EXERCISE DATA —
********

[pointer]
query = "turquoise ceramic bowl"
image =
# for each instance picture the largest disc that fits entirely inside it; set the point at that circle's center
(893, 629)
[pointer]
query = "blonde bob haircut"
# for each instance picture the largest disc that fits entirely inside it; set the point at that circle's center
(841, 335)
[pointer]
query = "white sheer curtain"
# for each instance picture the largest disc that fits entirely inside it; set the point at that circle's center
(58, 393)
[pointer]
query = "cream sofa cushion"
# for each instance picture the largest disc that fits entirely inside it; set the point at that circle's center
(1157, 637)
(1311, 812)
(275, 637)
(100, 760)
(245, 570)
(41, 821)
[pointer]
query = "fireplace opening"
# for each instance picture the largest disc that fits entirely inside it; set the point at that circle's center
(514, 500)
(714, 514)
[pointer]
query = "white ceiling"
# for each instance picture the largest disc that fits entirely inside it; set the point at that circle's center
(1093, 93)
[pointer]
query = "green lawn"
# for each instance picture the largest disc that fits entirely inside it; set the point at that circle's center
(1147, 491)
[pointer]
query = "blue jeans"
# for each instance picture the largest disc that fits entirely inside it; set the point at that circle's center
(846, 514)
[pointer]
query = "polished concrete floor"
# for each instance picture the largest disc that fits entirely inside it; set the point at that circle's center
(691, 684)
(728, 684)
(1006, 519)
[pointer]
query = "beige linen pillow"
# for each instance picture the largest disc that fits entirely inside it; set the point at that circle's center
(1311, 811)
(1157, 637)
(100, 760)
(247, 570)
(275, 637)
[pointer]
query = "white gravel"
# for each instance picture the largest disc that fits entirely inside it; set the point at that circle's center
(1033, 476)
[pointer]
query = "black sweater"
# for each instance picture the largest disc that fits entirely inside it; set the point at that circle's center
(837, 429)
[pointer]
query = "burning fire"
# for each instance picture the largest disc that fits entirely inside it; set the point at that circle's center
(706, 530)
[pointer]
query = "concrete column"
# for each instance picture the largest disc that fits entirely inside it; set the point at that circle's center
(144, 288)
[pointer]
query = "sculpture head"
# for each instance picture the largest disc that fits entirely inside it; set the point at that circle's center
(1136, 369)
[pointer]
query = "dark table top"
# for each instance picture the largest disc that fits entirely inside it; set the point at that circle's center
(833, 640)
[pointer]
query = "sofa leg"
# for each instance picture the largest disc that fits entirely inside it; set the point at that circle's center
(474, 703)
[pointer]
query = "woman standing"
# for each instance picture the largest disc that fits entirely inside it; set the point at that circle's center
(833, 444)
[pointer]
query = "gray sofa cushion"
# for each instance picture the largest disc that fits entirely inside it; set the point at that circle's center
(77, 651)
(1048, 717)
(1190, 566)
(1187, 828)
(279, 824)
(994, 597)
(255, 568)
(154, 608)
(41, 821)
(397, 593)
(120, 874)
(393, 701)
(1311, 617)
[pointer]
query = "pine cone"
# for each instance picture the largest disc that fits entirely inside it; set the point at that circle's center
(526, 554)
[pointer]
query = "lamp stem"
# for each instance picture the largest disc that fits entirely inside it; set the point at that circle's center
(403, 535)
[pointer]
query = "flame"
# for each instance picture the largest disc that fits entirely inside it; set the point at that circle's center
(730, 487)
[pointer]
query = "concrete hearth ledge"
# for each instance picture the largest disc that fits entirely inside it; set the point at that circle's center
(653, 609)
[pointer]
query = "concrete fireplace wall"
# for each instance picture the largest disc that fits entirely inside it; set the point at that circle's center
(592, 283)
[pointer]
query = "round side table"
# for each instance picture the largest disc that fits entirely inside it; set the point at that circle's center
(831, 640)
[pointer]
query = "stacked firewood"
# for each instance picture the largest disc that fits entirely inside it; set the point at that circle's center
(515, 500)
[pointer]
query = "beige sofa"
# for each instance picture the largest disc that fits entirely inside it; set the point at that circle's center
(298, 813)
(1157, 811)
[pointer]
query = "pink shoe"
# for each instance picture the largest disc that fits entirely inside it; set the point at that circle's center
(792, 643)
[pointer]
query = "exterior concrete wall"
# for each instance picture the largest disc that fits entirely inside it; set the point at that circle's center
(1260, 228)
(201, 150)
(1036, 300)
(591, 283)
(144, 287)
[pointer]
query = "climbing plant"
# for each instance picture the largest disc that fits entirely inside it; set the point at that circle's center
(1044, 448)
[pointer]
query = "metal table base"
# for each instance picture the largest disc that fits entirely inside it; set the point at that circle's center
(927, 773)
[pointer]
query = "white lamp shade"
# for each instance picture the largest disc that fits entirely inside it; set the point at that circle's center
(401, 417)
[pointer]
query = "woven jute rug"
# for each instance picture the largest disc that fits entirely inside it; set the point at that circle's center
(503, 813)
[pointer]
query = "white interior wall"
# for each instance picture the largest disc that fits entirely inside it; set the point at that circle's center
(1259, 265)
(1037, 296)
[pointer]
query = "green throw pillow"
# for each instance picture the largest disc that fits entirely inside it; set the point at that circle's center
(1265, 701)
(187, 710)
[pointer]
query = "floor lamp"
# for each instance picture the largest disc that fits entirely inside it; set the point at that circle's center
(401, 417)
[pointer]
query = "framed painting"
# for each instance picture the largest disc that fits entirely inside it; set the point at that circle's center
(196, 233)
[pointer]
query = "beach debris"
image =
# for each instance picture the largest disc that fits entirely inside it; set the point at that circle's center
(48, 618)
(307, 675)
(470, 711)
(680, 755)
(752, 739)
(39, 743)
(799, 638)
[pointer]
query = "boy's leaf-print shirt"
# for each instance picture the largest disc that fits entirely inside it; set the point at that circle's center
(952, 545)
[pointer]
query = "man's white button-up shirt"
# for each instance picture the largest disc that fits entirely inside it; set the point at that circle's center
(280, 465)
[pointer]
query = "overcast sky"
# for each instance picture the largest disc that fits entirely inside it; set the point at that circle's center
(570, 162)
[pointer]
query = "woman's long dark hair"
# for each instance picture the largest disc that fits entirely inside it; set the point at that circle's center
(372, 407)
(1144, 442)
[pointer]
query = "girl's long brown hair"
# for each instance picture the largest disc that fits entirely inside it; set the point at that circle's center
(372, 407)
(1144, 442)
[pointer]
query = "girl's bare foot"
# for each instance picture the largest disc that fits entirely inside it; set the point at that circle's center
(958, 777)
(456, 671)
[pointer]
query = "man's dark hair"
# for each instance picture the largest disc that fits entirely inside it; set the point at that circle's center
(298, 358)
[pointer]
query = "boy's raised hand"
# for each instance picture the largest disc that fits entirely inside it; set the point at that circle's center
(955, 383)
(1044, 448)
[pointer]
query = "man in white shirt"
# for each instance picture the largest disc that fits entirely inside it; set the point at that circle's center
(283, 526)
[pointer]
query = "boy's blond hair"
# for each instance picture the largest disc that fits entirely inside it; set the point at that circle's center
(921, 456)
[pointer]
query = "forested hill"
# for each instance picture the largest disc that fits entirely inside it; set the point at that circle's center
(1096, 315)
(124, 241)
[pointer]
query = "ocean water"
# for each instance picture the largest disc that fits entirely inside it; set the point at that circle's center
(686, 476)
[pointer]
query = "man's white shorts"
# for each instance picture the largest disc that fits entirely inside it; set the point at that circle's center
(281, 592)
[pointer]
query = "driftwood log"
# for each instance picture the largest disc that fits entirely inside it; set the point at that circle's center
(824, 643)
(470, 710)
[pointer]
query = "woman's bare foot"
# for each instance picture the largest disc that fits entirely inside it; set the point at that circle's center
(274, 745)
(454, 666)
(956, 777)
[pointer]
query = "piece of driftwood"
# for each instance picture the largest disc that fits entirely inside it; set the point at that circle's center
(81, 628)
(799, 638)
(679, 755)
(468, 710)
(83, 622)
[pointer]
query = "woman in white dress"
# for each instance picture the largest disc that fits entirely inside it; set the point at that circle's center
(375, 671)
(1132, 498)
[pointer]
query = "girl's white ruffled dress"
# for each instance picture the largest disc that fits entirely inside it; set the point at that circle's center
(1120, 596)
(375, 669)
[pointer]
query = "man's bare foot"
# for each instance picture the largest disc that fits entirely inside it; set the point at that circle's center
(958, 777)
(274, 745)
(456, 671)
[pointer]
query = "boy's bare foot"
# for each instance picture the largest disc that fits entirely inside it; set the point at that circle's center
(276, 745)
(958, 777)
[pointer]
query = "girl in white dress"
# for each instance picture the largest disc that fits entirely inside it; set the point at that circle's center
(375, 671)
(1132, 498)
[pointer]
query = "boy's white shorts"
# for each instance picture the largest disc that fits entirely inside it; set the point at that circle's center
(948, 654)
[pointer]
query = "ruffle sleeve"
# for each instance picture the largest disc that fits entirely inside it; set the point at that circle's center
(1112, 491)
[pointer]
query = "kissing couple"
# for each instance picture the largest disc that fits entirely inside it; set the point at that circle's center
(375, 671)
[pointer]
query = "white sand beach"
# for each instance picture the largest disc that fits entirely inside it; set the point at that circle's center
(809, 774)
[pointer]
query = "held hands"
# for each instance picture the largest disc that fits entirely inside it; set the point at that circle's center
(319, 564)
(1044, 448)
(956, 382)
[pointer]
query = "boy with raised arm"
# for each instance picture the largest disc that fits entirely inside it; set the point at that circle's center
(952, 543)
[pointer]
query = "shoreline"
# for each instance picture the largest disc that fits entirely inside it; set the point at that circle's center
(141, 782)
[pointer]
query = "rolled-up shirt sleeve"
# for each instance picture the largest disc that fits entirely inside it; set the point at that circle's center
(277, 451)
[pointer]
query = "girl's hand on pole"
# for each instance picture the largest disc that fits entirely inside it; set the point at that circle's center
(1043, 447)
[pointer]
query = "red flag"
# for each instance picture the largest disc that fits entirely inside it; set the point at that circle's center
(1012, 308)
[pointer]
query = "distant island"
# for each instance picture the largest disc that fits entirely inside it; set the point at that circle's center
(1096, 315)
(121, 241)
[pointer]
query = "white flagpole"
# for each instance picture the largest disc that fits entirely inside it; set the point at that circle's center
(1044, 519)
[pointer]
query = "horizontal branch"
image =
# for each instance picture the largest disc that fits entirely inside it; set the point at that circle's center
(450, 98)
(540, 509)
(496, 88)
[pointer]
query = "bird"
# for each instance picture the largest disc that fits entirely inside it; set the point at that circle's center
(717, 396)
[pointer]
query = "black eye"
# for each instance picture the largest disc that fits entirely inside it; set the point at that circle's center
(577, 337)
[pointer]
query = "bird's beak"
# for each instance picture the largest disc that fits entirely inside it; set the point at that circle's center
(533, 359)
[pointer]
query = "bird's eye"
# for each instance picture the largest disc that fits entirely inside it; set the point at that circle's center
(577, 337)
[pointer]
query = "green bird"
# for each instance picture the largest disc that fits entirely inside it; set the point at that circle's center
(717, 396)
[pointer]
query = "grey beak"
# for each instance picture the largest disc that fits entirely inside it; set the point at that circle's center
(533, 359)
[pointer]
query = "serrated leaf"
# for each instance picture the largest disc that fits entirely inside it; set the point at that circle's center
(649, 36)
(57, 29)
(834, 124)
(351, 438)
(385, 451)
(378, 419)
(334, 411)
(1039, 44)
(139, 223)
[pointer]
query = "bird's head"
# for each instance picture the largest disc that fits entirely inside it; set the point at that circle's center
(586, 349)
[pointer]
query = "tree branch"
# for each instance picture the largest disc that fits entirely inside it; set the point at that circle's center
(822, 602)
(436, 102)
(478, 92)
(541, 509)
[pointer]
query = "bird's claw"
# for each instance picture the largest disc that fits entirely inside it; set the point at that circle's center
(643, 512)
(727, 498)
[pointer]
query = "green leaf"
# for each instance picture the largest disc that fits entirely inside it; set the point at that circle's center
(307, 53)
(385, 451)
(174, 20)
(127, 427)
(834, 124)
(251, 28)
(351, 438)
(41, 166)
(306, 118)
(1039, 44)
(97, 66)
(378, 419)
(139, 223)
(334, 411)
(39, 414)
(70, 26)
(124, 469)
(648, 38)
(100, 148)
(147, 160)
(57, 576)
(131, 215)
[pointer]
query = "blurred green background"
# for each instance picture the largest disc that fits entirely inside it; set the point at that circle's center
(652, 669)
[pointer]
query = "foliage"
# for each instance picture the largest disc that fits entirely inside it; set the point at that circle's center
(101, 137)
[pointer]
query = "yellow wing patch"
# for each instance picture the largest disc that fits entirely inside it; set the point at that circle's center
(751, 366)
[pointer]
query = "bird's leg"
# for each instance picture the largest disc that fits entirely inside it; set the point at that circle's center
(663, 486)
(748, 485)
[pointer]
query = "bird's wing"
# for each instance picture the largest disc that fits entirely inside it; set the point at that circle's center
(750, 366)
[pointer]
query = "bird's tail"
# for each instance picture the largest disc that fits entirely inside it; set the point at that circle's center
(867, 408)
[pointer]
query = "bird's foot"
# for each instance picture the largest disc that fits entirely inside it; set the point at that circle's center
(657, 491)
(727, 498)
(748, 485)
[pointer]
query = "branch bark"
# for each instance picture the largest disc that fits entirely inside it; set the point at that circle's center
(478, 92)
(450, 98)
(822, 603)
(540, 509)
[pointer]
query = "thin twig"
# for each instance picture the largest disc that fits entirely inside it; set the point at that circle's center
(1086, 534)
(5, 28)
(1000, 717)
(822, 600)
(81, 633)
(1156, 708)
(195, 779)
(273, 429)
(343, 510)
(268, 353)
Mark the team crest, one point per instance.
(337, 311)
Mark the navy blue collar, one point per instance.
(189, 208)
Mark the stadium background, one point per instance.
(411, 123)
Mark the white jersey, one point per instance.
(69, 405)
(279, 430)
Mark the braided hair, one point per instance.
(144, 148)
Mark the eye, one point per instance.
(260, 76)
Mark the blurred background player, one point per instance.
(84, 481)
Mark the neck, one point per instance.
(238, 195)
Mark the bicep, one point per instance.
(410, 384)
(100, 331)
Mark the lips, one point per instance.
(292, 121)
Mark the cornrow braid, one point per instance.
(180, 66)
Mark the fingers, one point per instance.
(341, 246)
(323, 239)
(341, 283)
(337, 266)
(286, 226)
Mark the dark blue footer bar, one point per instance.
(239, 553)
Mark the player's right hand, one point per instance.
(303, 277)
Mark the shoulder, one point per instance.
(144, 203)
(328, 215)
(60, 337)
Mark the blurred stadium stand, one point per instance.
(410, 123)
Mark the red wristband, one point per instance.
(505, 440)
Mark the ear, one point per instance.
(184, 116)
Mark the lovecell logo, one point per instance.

********

TASK TO COMPLETE — Repeat, character for character, the lines from the one that holds "Mark the team crest, one point per instance." to the final line of the material, inclusive, and no other lines.

TASK OUTPUT —
Mark the team crest, one point per instance.
(337, 311)
Mark the navy blue collar, one point per instance.
(189, 208)
Mark the stadium background, one point per instance.
(411, 123)
Mark the white jersey, one point per instance.
(69, 405)
(279, 430)
Mark the braided hair, one point per instance.
(144, 148)
Mark the eye, one point per instance.
(260, 76)
Mark the blurred background player, one point per instance.
(84, 481)
Mark the neck, one point per instance.
(238, 195)
Mark the bicep, one point per instance.
(410, 384)
(100, 331)
Mark the lips, one point per instance.
(292, 121)
Mark the cornrow braid, one point per instance.
(180, 66)
Mark the fingers, one point per instance.
(341, 246)
(323, 239)
(341, 283)
(337, 266)
(286, 226)
Mark the dark blue footer bar, one point per instance.
(239, 553)
Mark the player's right hand, one point per instance.
(303, 277)
Mark the shoulder, one point per instance.
(144, 203)
(328, 215)
(60, 337)
Mark the blurred stadium stand, one point per instance.
(410, 123)
Mark the red wristband, one point per instance.
(505, 440)
Mark the ear, one point per instance.
(184, 116)
Mark the lovecell logo, one point per instance.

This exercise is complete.